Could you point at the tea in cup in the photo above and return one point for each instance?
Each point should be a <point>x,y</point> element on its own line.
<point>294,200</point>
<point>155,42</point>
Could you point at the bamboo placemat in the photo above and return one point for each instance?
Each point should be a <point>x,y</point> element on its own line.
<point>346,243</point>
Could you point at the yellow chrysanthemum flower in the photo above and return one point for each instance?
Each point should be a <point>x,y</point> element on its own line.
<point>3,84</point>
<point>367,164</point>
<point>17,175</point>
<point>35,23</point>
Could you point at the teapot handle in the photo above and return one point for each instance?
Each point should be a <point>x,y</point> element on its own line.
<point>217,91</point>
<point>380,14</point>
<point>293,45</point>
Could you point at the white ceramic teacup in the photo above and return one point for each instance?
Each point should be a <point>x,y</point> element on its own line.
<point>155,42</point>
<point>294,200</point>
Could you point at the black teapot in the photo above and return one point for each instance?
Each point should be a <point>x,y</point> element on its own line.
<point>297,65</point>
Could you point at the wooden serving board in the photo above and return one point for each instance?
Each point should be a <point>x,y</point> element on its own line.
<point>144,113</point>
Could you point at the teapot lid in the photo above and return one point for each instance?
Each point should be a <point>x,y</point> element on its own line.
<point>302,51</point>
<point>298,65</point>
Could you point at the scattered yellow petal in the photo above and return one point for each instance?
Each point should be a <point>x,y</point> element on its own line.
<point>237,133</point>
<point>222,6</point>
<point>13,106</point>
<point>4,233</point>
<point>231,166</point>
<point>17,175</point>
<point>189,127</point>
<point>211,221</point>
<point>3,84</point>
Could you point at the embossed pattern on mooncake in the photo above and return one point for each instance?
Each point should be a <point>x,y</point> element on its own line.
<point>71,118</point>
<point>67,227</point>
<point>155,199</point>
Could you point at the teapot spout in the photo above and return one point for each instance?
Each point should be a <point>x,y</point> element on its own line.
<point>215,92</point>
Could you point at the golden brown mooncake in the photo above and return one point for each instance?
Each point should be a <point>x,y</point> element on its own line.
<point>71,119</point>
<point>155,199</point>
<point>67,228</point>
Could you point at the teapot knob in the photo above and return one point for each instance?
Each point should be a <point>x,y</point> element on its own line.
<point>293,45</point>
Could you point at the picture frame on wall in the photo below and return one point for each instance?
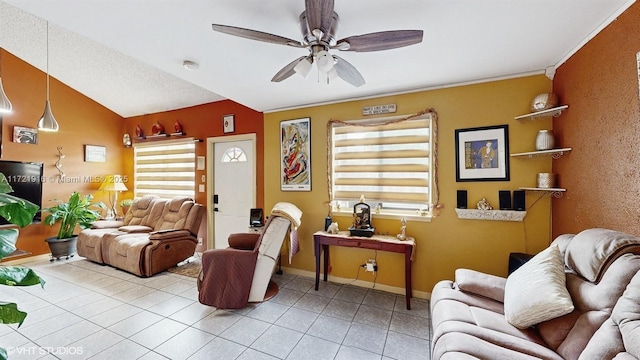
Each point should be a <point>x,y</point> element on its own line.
<point>295,155</point>
<point>482,153</point>
<point>25,135</point>
<point>95,153</point>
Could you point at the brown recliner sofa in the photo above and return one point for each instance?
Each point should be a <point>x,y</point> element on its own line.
<point>154,235</point>
<point>473,317</point>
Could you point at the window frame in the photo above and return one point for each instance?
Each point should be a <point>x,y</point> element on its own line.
<point>424,214</point>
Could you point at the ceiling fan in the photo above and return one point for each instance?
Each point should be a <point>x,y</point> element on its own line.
<point>319,24</point>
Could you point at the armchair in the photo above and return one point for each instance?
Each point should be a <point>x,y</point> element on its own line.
<point>232,277</point>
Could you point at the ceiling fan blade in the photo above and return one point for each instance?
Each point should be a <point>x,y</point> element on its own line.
<point>383,40</point>
<point>256,35</point>
<point>348,72</point>
<point>319,14</point>
<point>288,70</point>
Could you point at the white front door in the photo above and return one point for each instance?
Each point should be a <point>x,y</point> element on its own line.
<point>233,188</point>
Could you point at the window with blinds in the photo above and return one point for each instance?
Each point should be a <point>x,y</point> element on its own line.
<point>165,169</point>
<point>388,162</point>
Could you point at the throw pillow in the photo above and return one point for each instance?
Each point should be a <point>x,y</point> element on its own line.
<point>537,291</point>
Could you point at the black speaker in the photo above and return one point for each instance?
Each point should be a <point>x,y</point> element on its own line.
<point>518,200</point>
<point>505,199</point>
<point>462,199</point>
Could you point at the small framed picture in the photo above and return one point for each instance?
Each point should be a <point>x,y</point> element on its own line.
<point>295,155</point>
<point>95,153</point>
<point>228,124</point>
<point>482,154</point>
<point>25,135</point>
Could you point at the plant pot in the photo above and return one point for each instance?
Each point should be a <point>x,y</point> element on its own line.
<point>62,247</point>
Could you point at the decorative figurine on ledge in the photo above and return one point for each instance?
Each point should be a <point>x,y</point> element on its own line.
<point>333,228</point>
<point>403,230</point>
<point>484,205</point>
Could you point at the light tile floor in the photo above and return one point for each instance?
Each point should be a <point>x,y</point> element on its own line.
<point>92,311</point>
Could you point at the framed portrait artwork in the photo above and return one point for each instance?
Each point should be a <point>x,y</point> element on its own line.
<point>482,154</point>
<point>295,155</point>
<point>95,153</point>
<point>25,135</point>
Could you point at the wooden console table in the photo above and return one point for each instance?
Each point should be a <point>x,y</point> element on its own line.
<point>322,240</point>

..............................

_ASSIGNMENT_.
From the entries above, list each line with "ceiling" in it.

_SOLUTION TO THIS EXERCISE_.
Could you point at the ceiling fan in the photo above and return one point for each instance?
Could you point at the ceiling fan blade in the photo above and return one point for each instance?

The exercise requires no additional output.